* [FONTE]:
━━━━━━━━━━━━━━━━━━━━━━━━━━━━━━

As características do trabalho numa sociedade em transição possuem traços típicos das

redes como principal fator de mudanças94

. Estas características, já mencionadas indiretamente

nas tendências, convergem na reconfiguração de todo o tecido social. Conforme a

consideração apresentada por Castells (1999a, p.223):

O processo de trabalho situa-se no cerne da estrutura social. A transformação

tecnológica e administrativa do trabalho e das relações produtivas dentro e em torno

da empresa emergente em rede é o principal instrumento por meio do qual o

paradigma informacional e o processo de globalização afeta a sociedade em geral.

As mudanças acontecem na diminuição do emprego rural, industrial tradicional e na

flexibilidade das relações de trabalho. De outro lado, cresce o emprego no setor de serviços,

ou seja, diminui-se a produção de bens, para aumentar a produção de serviços. Os setores de

maior relevância situam-se nos serviços sociais, administrativos, técnicos especializados,

vendas, estabilidade no varejo, informação e produção de conhecimentos. Espera-se maior

nível de especialização na nova conjuntura mundial.

━━━━━━━━━━━━━━━━━━━━━━━━━━━━━━

[Linhas de um conjunto de dados de apontamento]
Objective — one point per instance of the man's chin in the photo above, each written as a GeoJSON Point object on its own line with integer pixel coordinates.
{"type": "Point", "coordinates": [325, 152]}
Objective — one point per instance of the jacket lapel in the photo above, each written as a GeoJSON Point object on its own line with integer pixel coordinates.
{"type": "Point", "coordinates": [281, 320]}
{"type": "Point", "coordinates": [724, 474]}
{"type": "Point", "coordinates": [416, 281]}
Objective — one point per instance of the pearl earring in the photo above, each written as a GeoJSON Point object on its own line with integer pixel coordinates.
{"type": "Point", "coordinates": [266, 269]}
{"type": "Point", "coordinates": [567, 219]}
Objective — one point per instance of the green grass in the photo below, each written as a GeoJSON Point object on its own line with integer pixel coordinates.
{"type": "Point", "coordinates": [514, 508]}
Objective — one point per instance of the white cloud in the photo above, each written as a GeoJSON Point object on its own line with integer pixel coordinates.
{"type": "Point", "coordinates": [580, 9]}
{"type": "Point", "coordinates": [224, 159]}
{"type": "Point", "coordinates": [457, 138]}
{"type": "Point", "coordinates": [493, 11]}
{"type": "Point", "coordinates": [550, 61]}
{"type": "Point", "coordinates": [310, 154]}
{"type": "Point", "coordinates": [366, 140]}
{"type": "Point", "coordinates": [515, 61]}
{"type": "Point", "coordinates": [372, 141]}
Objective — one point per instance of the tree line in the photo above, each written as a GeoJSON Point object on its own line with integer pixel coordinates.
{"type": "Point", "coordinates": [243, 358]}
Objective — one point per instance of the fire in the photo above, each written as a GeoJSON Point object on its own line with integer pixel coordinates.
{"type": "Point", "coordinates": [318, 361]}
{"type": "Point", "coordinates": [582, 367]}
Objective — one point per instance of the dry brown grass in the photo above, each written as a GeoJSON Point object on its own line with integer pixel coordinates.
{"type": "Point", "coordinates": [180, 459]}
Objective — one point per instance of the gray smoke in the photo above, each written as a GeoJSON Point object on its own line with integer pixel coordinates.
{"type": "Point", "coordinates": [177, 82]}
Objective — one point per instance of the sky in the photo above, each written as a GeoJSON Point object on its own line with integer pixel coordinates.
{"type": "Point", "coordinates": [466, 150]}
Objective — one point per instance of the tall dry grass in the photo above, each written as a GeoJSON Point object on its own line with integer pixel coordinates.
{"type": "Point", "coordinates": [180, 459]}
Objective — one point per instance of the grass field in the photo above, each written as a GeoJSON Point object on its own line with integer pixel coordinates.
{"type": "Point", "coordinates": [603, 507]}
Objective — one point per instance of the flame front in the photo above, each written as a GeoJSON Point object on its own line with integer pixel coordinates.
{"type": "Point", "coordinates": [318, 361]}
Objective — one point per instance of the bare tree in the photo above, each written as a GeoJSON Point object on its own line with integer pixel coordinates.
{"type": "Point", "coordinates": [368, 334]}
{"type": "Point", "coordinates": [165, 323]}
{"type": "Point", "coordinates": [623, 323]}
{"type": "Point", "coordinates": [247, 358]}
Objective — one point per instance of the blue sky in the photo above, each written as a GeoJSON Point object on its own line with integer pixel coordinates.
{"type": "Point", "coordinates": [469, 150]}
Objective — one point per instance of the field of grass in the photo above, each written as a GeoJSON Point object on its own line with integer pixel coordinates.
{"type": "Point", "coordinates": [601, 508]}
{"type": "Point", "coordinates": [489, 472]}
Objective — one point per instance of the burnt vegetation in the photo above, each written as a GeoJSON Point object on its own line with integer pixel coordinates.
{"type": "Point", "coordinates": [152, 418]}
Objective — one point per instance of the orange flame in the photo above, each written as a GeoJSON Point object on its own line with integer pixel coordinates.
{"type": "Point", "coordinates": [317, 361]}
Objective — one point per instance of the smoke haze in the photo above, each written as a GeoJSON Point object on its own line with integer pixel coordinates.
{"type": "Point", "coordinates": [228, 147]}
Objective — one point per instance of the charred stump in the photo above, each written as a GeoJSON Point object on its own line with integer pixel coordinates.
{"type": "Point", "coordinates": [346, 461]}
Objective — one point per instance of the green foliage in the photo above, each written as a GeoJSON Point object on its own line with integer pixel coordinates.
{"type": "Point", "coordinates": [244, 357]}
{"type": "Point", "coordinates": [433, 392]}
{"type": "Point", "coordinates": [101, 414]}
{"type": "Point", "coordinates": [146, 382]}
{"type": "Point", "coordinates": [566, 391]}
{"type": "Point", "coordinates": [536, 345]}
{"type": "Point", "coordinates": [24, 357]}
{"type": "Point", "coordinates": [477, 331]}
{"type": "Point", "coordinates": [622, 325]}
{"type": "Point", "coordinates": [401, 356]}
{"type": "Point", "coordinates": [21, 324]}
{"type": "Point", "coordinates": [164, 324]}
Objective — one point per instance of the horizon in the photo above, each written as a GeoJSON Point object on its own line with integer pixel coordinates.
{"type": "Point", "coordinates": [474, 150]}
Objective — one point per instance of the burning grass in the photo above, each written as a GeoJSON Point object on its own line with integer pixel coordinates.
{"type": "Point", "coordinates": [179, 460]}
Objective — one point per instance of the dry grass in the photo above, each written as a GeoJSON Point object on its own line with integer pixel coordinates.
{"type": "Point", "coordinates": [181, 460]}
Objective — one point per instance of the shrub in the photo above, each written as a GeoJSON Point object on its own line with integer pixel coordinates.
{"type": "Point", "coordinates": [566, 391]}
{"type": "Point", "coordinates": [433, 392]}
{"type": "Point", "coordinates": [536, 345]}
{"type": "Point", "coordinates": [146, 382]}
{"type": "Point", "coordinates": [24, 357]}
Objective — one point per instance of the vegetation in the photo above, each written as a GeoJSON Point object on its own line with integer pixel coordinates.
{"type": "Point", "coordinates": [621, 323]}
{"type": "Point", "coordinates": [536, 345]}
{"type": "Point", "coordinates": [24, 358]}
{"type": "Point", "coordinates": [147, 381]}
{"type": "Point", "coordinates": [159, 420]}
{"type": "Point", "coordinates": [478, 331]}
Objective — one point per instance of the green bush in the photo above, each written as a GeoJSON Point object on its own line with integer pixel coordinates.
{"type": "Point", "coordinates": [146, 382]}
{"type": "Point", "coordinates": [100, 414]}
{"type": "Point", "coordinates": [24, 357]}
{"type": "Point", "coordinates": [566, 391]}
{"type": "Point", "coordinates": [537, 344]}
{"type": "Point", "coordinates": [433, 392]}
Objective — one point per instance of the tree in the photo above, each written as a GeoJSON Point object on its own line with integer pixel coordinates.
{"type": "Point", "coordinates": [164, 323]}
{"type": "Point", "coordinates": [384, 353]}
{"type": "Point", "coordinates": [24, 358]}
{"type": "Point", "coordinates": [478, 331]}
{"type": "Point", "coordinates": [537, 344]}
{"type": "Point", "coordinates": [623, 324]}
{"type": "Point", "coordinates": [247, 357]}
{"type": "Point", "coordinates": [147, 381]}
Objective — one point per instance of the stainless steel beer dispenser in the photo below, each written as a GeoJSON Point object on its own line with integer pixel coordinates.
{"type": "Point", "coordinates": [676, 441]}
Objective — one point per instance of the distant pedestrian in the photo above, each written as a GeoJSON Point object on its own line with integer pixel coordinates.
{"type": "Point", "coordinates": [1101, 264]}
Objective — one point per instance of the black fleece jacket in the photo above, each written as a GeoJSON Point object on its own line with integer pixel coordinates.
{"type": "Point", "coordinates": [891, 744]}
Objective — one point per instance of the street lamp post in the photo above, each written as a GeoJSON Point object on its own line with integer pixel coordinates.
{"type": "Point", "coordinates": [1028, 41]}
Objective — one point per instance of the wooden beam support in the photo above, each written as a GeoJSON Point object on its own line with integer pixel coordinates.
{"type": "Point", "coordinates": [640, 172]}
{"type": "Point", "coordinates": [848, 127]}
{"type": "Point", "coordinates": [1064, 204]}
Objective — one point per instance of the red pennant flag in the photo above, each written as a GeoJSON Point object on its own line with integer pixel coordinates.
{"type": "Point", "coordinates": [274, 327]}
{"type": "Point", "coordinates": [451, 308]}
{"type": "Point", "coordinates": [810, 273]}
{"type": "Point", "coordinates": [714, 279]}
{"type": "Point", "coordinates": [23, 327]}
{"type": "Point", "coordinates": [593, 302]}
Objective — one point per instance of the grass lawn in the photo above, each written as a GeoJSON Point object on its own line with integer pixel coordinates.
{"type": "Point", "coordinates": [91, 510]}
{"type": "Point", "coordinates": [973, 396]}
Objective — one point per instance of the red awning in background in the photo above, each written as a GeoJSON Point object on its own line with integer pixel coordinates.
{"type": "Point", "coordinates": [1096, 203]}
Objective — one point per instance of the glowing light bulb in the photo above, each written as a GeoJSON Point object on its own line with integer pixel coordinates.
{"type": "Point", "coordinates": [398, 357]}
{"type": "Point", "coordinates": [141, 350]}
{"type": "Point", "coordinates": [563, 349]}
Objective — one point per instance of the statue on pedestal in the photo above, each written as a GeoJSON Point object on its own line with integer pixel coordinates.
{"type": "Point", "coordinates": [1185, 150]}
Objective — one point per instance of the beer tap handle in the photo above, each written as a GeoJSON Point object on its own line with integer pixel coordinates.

━━━━━━━━━━━━━━━━━━━━━━━━━━━━━━

* [FAÇA O SEGUINTE]:
• 1. Responda com base no texto sobre o trabalho na sociedade em transição:
(a) Segundo a citação de Castells, o que se situa no cerne da estrutura social?
(b) Em que setor cresce o emprego?
(c) Além do emprego rural, que tipo de emprego diminui?
• 2. Passe para o inglês esta frase do texto sobre o trabalho na sociedade em transição: "Espera-se maior nível de especialização na nova conjuntura mundial."
• 3. Continue o texto sobre o trabalho na sociedade em transição a partir da última frase.

* [RESPOSTAS ESCRITAS]:
• 1.
(a) O processo de trabalho.
(b) No setor de serviços.
(c) O emprego industrial tradicional.

• 2. A higher level of specialization is expected in the new global situation.

• 3.
Dificuldades para os trabalhadores na nova organização mundial do trabalho

As características da nova relação de trabalho indicam dificuldades para a maioria dos

trabalhadores ainda não capacitados para corresponder às novas exigências do mercado.

Aumenta-se o desemprego e cresce a pobreza entre a maioria da população. Até alcançarmos

o patamar de qualificação no emprego, defrontamo-nos com muitos problemas sociais. Para

tentar solucioná-los, cabe refletirmos sobre algumas lacunas dessa nova organização do

trabalho.

O capitalismo, nas últimas duas décadas, exerce hegemonia mundial pelo fato de

globalizar a economia. Faltou-lhe globalizar o trabalho. Sem trabalho, o próprio sistema

vacila. Como tratamos de sistema integrado em redes, romper qualquer nó fragiliza a malha,

põe em risco o funcionamento do conjunto95

.

94 CASTELLS, 1999a, p.250. 95 CASTELLS, 1999a, p.254.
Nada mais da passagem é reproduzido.